Dossier : La faiblesse de l’argument de la séparation des pouvoirs comme excuse au déni de justice (suite et fin)

Publié le 26 Octobre 2014

Dossier : La faiblesse de l’argument de la séparation des pouvoirs comme excuse au déni de justice (suite et fin)

Ces deniers temps, on entend souvent le Ministre de la Justice invoquer le principe de la « séparation des pouvoirs » pour renvoyer la balle au pouvoir exécutif et justifier le manque d’action de la justice guinéenne dans les dossiers encombrants pour le régime. Le même Ministre ne se prive pas de faire la navette entre son rôle régalien de Ministre de la Justice et celui politique d’Avocat Défenseur des intérêts politico-électoraux du Président et de son parti, le RPG. Les prises de position partisanes, les atermoiements, l’approche minimaliste et le manque de visibilité des actions du Ministre de la Justice en faveur de la justice neutre et impartiale commencent à faire douter de son engagement pour la construction de l’Etat de droit en Guinée.

**Problème posé 1**.
D'après le texte sur la séparation des pouvoirs, quel parti du Président le Ministre de la Justice défend-il ?
**Problème posé 2**.
Poursuivez le texte sur la séparation des pouvoirs après sa dernière phrase.

**Enregistrements**.
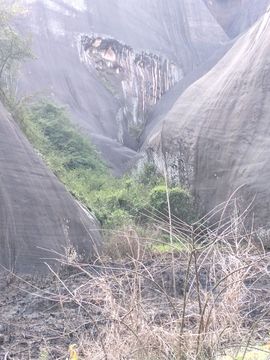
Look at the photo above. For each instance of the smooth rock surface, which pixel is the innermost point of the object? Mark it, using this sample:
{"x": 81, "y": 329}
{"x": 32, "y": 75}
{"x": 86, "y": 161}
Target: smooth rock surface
{"x": 185, "y": 33}
{"x": 39, "y": 220}
{"x": 216, "y": 138}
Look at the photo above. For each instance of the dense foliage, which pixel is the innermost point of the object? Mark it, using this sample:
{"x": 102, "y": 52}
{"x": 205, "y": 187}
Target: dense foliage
{"x": 14, "y": 49}
{"x": 115, "y": 201}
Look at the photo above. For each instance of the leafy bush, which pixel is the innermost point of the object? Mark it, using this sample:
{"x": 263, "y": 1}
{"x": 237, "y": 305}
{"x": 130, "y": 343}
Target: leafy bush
{"x": 180, "y": 202}
{"x": 76, "y": 162}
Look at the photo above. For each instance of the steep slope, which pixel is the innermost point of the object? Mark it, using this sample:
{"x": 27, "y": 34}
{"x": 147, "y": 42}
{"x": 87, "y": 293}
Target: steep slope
{"x": 216, "y": 137}
{"x": 97, "y": 56}
{"x": 39, "y": 219}
{"x": 236, "y": 16}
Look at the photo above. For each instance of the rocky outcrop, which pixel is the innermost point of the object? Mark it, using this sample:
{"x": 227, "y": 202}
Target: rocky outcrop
{"x": 216, "y": 137}
{"x": 157, "y": 44}
{"x": 39, "y": 220}
{"x": 236, "y": 16}
{"x": 137, "y": 79}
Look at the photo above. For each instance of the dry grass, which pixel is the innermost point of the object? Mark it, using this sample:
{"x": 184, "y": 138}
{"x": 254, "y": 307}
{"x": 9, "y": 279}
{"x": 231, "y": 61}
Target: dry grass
{"x": 210, "y": 298}
{"x": 197, "y": 304}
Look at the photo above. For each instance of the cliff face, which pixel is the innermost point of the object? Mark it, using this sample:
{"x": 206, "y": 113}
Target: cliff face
{"x": 236, "y": 16}
{"x": 216, "y": 136}
{"x": 111, "y": 61}
{"x": 137, "y": 80}
{"x": 39, "y": 220}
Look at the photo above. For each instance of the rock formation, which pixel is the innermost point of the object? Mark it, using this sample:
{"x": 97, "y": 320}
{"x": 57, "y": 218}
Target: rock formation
{"x": 216, "y": 136}
{"x": 39, "y": 219}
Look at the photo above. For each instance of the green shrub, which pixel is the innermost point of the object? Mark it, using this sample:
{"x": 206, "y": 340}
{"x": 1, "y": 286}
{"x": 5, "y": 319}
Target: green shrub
{"x": 76, "y": 162}
{"x": 180, "y": 202}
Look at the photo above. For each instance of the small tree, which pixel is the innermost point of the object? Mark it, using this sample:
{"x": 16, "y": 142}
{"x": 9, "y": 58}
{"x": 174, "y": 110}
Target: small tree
{"x": 14, "y": 49}
{"x": 180, "y": 202}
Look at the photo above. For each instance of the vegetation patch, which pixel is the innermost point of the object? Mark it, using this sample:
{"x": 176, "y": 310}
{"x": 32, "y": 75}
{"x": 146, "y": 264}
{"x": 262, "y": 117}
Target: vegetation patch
{"x": 76, "y": 162}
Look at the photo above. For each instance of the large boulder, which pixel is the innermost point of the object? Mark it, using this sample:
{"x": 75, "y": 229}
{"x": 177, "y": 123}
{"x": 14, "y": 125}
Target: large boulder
{"x": 39, "y": 219}
{"x": 216, "y": 137}
{"x": 131, "y": 46}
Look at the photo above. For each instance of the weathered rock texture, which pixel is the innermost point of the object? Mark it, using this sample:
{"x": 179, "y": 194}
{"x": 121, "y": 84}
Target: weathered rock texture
{"x": 236, "y": 16}
{"x": 137, "y": 80}
{"x": 216, "y": 137}
{"x": 155, "y": 44}
{"x": 39, "y": 220}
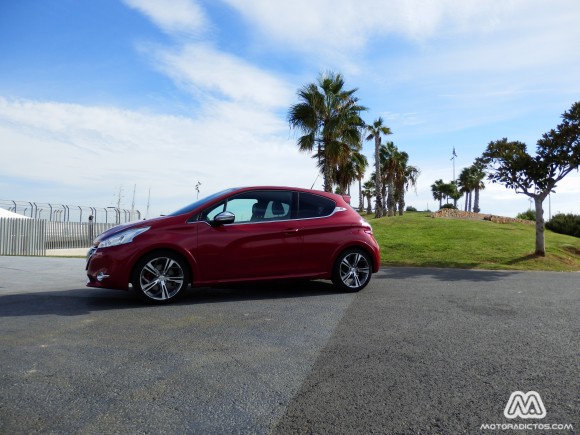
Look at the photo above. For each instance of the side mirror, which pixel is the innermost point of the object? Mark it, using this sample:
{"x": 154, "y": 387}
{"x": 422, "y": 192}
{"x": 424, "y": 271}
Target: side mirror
{"x": 225, "y": 217}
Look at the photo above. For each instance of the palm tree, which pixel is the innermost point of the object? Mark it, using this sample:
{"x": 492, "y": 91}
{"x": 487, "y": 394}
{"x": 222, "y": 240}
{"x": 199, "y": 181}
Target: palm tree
{"x": 390, "y": 160}
{"x": 466, "y": 184}
{"x": 438, "y": 193}
{"x": 346, "y": 173}
{"x": 369, "y": 192}
{"x": 329, "y": 118}
{"x": 478, "y": 176}
{"x": 405, "y": 177}
{"x": 360, "y": 166}
{"x": 375, "y": 131}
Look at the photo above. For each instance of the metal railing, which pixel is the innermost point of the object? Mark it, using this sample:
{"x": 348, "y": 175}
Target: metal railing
{"x": 34, "y": 236}
{"x": 70, "y": 213}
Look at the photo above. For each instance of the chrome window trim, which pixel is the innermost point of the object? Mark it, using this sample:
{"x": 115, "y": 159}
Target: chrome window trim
{"x": 337, "y": 209}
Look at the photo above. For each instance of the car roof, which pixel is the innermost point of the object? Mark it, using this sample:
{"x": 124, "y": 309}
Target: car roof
{"x": 331, "y": 195}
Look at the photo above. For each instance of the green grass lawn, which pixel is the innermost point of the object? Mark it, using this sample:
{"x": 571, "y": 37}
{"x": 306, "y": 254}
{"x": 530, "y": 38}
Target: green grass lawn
{"x": 417, "y": 239}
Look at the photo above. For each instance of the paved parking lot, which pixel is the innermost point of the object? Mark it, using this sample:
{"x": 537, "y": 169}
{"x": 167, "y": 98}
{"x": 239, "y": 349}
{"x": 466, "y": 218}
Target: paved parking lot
{"x": 419, "y": 350}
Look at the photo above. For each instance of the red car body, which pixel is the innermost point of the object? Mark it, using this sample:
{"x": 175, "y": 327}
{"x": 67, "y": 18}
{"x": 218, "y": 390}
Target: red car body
{"x": 296, "y": 243}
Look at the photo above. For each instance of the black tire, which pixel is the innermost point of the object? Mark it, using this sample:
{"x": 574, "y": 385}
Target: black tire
{"x": 352, "y": 270}
{"x": 161, "y": 277}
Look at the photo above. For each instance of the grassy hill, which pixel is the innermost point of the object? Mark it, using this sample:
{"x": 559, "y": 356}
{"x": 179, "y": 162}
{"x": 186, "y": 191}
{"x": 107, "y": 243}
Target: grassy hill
{"x": 417, "y": 239}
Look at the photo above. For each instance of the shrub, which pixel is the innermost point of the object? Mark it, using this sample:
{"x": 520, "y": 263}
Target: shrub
{"x": 529, "y": 215}
{"x": 568, "y": 224}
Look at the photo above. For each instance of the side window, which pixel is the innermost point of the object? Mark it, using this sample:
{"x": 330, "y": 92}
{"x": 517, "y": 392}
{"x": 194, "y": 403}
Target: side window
{"x": 257, "y": 206}
{"x": 210, "y": 213}
{"x": 313, "y": 206}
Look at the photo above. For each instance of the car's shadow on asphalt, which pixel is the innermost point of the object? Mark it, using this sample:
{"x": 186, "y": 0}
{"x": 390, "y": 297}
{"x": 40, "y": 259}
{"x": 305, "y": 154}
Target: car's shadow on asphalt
{"x": 75, "y": 302}
{"x": 448, "y": 275}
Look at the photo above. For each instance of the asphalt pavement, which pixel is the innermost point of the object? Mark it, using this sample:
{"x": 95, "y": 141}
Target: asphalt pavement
{"x": 418, "y": 351}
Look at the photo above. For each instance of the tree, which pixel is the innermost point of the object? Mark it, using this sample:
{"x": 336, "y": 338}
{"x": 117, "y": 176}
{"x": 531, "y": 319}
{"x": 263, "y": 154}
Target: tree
{"x": 405, "y": 177}
{"x": 328, "y": 116}
{"x": 375, "y": 131}
{"x": 368, "y": 192}
{"x": 478, "y": 174}
{"x": 453, "y": 192}
{"x": 466, "y": 184}
{"x": 557, "y": 154}
{"x": 390, "y": 162}
{"x": 360, "y": 165}
{"x": 436, "y": 189}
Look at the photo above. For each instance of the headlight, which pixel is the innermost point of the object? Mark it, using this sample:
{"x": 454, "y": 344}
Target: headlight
{"x": 123, "y": 237}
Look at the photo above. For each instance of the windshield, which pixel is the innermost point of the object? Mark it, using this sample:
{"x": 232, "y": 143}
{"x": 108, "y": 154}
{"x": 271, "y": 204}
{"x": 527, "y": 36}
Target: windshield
{"x": 196, "y": 204}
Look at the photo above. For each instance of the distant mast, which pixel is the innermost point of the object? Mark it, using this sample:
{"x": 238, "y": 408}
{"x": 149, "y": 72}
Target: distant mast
{"x": 148, "y": 198}
{"x": 133, "y": 203}
{"x": 454, "y": 156}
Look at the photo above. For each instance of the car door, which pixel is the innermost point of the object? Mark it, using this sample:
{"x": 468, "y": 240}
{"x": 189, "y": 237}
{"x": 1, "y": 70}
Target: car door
{"x": 321, "y": 232}
{"x": 262, "y": 242}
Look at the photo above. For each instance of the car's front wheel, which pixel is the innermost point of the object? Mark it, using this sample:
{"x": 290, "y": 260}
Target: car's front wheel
{"x": 352, "y": 270}
{"x": 160, "y": 277}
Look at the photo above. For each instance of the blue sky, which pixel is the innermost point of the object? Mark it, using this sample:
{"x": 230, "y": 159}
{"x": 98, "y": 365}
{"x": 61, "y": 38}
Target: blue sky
{"x": 95, "y": 96}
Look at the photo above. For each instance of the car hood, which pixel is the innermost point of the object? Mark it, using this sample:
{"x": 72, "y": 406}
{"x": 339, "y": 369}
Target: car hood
{"x": 135, "y": 224}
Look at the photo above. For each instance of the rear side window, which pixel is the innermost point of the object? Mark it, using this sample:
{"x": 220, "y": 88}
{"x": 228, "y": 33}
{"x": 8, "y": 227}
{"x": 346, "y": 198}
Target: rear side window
{"x": 313, "y": 206}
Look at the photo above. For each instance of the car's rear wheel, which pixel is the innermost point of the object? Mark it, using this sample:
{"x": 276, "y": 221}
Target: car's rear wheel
{"x": 352, "y": 270}
{"x": 160, "y": 277}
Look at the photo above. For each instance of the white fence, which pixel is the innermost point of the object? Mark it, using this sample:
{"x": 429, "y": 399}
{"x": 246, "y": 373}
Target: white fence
{"x": 34, "y": 237}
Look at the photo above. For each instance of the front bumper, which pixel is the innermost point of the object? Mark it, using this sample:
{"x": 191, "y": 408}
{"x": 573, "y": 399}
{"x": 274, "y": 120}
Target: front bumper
{"x": 108, "y": 268}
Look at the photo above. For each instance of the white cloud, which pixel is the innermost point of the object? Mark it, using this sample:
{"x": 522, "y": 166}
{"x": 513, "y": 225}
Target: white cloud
{"x": 346, "y": 24}
{"x": 89, "y": 151}
{"x": 173, "y": 16}
{"x": 202, "y": 70}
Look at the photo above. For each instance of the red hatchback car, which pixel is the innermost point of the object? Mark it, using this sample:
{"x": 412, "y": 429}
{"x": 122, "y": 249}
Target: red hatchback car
{"x": 242, "y": 234}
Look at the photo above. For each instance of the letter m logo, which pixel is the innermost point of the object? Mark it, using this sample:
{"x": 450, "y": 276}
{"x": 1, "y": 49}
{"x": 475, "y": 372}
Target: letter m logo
{"x": 525, "y": 405}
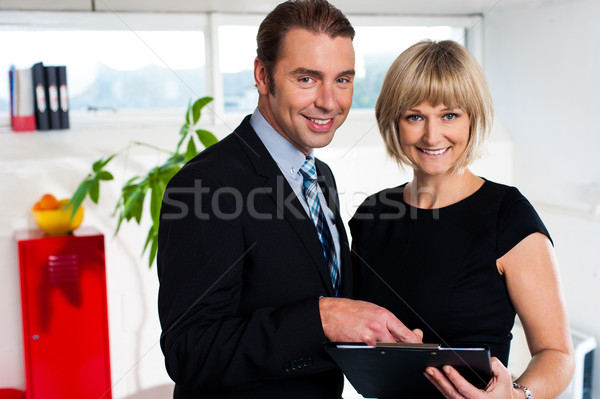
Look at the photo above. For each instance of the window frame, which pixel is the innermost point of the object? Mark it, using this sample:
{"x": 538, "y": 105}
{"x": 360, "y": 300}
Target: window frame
{"x": 208, "y": 24}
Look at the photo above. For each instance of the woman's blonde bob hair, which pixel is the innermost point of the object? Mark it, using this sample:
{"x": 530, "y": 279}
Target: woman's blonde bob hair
{"x": 440, "y": 73}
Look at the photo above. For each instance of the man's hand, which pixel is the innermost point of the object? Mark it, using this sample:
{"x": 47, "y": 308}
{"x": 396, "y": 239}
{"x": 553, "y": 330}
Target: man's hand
{"x": 347, "y": 320}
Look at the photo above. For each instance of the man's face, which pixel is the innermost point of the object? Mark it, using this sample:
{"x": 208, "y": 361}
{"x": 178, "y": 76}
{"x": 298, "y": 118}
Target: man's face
{"x": 313, "y": 88}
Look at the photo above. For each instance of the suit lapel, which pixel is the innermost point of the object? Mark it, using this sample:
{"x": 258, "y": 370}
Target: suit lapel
{"x": 284, "y": 198}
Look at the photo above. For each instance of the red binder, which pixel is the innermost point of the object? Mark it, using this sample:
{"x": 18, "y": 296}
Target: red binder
{"x": 22, "y": 117}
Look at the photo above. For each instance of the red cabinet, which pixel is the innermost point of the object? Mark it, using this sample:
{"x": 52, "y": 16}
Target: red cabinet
{"x": 65, "y": 323}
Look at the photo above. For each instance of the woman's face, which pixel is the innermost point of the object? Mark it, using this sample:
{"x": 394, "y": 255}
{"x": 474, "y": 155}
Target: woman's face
{"x": 433, "y": 138}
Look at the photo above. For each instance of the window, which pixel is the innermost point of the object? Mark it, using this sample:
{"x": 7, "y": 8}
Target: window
{"x": 151, "y": 61}
{"x": 237, "y": 50}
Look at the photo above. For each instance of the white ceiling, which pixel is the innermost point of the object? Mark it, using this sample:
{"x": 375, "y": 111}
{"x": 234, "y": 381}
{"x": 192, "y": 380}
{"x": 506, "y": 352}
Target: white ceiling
{"x": 429, "y": 7}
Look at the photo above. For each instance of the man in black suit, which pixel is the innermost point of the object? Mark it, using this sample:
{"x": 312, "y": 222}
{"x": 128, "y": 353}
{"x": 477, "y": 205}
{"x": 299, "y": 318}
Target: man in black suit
{"x": 248, "y": 291}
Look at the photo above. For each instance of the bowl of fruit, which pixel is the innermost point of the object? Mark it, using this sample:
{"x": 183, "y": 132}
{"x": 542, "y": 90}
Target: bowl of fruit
{"x": 53, "y": 217}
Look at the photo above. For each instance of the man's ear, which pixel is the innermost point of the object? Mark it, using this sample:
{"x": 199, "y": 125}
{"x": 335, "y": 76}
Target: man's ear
{"x": 260, "y": 77}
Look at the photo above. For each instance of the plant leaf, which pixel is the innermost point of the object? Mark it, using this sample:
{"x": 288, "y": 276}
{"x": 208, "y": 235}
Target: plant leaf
{"x": 94, "y": 190}
{"x": 206, "y": 138}
{"x": 130, "y": 202}
{"x": 105, "y": 175}
{"x": 78, "y": 197}
{"x": 97, "y": 165}
{"x": 191, "y": 151}
{"x": 197, "y": 108}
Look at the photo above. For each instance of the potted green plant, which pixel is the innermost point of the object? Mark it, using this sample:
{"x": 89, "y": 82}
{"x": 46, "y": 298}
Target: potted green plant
{"x": 130, "y": 205}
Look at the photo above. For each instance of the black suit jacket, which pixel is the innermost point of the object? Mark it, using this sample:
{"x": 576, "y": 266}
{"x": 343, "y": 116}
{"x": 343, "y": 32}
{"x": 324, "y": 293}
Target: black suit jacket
{"x": 241, "y": 270}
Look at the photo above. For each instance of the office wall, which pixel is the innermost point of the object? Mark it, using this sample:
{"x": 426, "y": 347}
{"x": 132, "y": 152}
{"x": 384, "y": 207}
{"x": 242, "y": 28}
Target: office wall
{"x": 542, "y": 62}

**Réponse 1**.
Le RPG.

**Réponse 2**.
La théorie de séparation des pouvoirs tire son origine de l’Esprit des Lois de Montesquieu qui résume le principe en ces termes : « Pour qu’on ne puisse pas abuser du pouvoir, il faut que, par la disposition des choses, le pouvoir arrête le pouvoir. » Chaque pays a sa version de la conception de séparation des pouvoirs. Les Etats-Unis appliquent le concept à travers les « checks and balances » (freins et contrepoids) de leur système de gouvernement, alors que le la France préfère une approche nuancée. Le concept a été parfois dénaturé, soit à cause du refus du pouvoir judiciaire d’assumer l’indépendance d’action que la Constitution lui garantit, soit à cause de la concurrence entre les institutions des pouvoirs séparés pour le contrôle des leviers de prise de décision. Suite à cette concurrence, le pouvoir exécutif pourrait chercher à avoir de l’ascendant sur le pouvoir judiciaire ou vice-versa.

Nous analysons ci-dessous les abus et manipulations du concept de séparation des pouvoirs sous le régime Condé et les implications pour la construction de l’Etat de droit.

Comment le principe de la séparation des pouvoirs peut être abusé ?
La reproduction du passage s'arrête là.